Assigned task — Every line of the entries below from the one containing "Target: concrete building facade" to the one containing "Target: protest sign", both ends included, must be written out exactly. No other line belongs in the answer.

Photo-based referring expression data
------

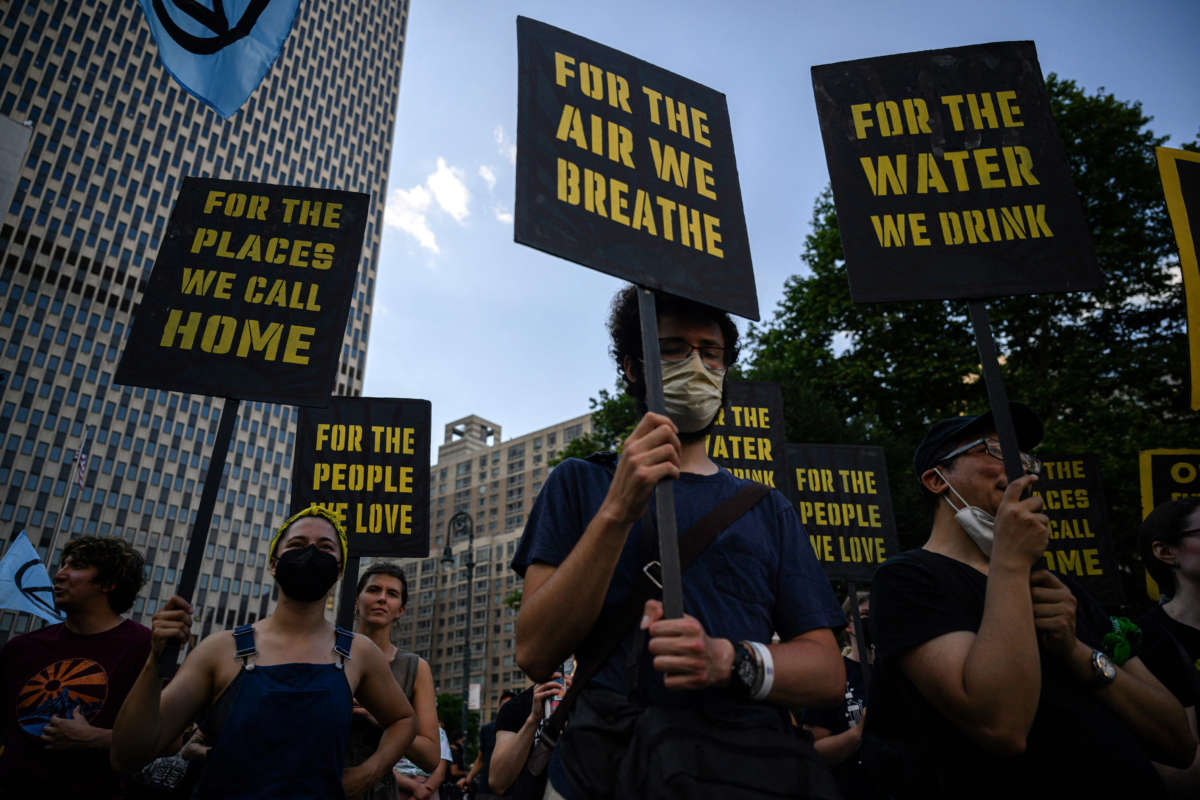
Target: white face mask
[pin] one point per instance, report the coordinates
(691, 392)
(978, 524)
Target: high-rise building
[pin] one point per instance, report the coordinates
(111, 137)
(495, 482)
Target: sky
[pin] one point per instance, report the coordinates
(477, 324)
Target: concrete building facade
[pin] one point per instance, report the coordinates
(111, 137)
(496, 482)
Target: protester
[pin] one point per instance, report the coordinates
(382, 600)
(478, 775)
(516, 723)
(1170, 645)
(64, 684)
(838, 732)
(277, 693)
(711, 672)
(990, 681)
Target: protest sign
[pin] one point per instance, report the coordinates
(949, 178)
(1180, 170)
(749, 437)
(367, 458)
(629, 169)
(1080, 533)
(841, 495)
(250, 293)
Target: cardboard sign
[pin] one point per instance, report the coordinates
(1080, 533)
(1180, 170)
(949, 178)
(843, 498)
(250, 293)
(369, 459)
(749, 437)
(629, 169)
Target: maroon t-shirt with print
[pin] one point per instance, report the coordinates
(53, 672)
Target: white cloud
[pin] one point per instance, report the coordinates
(449, 191)
(406, 210)
(489, 175)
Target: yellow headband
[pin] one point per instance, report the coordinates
(313, 510)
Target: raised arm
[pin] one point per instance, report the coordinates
(151, 717)
(559, 605)
(381, 695)
(988, 684)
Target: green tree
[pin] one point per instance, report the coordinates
(1108, 371)
(613, 416)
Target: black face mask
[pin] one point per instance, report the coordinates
(305, 573)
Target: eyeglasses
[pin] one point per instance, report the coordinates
(991, 446)
(677, 349)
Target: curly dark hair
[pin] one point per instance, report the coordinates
(625, 330)
(385, 567)
(1164, 524)
(118, 565)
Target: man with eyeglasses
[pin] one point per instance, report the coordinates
(715, 669)
(991, 680)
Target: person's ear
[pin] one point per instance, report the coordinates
(933, 480)
(1164, 553)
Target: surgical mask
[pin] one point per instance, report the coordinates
(978, 524)
(305, 573)
(691, 392)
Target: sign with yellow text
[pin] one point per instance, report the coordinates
(749, 437)
(1180, 170)
(369, 459)
(629, 169)
(250, 293)
(843, 498)
(1080, 534)
(949, 178)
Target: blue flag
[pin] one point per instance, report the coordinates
(24, 583)
(220, 50)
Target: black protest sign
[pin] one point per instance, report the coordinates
(367, 458)
(250, 293)
(949, 178)
(629, 169)
(1180, 170)
(749, 437)
(1080, 534)
(843, 498)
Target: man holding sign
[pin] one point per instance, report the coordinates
(589, 542)
(990, 679)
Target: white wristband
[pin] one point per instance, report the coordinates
(768, 671)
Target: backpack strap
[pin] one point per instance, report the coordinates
(244, 642)
(342, 642)
(604, 637)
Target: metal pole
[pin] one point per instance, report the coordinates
(669, 537)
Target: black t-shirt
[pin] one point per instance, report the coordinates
(1077, 746)
(510, 719)
(1162, 639)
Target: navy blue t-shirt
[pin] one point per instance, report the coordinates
(759, 577)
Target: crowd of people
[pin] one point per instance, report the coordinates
(978, 672)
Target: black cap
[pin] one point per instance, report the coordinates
(946, 434)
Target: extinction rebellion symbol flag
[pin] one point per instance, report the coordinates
(220, 49)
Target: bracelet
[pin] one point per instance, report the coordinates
(767, 665)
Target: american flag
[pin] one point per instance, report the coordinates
(82, 461)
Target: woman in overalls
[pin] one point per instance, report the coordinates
(276, 696)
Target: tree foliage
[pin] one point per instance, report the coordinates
(1107, 371)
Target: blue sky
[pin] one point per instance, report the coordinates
(478, 324)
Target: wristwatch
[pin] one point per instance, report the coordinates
(744, 675)
(1104, 672)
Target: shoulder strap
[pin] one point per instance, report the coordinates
(603, 639)
(244, 642)
(342, 642)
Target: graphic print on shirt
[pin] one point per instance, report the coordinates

------

Answer section —
Target: concrete building facade
[pin] one point per instance, report the coordinates
(111, 137)
(496, 482)
Target: protester
[pin] one point per instance, report the coordinates
(382, 600)
(478, 775)
(516, 723)
(1170, 645)
(64, 684)
(838, 732)
(277, 693)
(711, 672)
(990, 681)
Target: protest sign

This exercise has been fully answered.